_Страница_
===

Странный мотив, не похожий ни на арабскую музыку, ни тем более на наше церковное песнопение. Композиция строится на ритмичном повторении монотонных звуков. Поют от души, громко. Говорят, что коптская музыка имеет древнеегипетские корни. Если это так, то этому мотиву, наверное, не одна тысяча лет. Уже через несколько минут начинаешь чувствовать, что тело и воля повинуются не тебе, а некоему коллективному бессознательному, частями которого являются эти странные пустынники и ты сам.
Ощущение потрясающее — будто участвуешь в сеансе массового гипноза. Оказывается, это обычные библейские псалмы. Вообще, несмотря на странные мотивы, все коптское богослужение абсолютно тождественно нашему. Когда я впервые присутствовал на коптской литургии Василия Великого, то сначала мне показалось, что я услышал шум ветра, веющего над суровой Аравийской пустыней.

===

_Письменное задание A_
Чем, согласно тексту о коптском богослужении, оказываются песнопения со странным мотивом?
_Письменное задание B_
Выведите фрагмент текста о коптском богослужении начиная со слов «Странный мотив, не» и до слов «пустынники и ты сам.» включительно.
_Письменное задание C_
Продолжите текст о коптском богослужении после его последнего предложения.

_Собранные данные_
===

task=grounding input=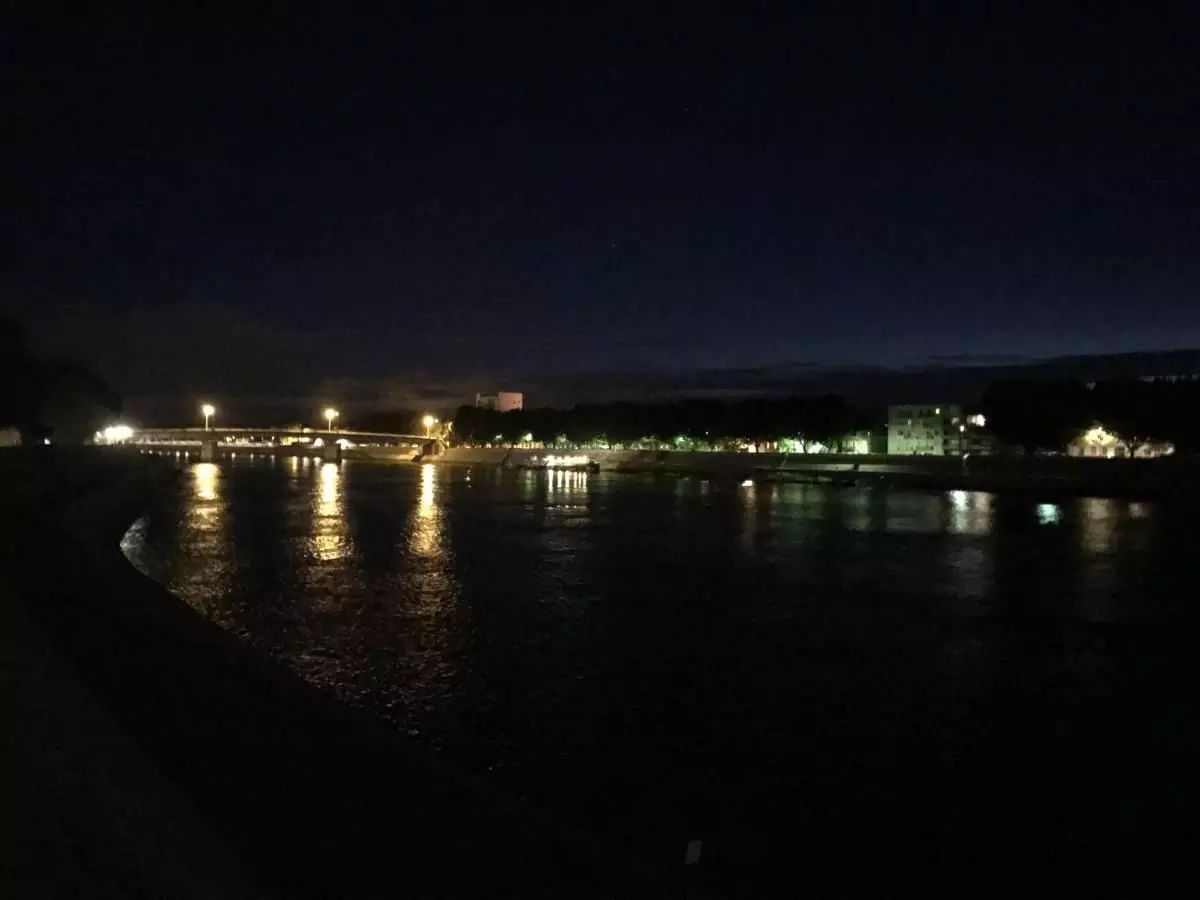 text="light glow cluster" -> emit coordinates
[96,425,133,444]
[546,456,592,469]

===

_Результат задания A_
Обычными библейскими псалмами.

_Результат задания B_
Странный мотив, не похожий ни на арабскую музыку, ни тем более на наше церковное песнопение. Композиция строится на ритмичном повторении монотонных звуков. Поют от души, громко. Говорят, что коптская музыка имеет древнеегипетские корни. Если это так, то этому мотиву, наверное, не одна тысяча лет. Уже через несколько минут начинаешь чувствовать, что тело и воля повинуются не тебе, а некоему коллективному бессознательному, частями которого являются эти странные пустынники и ты сам.

_Результат задания C_
Мое появление и в особенности попытки креститься в унисон со всеми, но не одним большим пальцем, как остальные, а по-русски — тремя да еще и от правого плеча к левому, вскоре привлекли внимание к «чужаку». Абуна Арчилидес поспешно уводит меня из церкви. Вид длинноволосого «бледнолицего» туриста в желтой майке и джинсах действительно плохо гармонирует с окружающей обстановкой. Пускать сюда «мелкитов», то есть представителей халкидонского православия, к которому относимся и мы, русские, после разделения византийской и египетской Церквей в V веке, не полагается.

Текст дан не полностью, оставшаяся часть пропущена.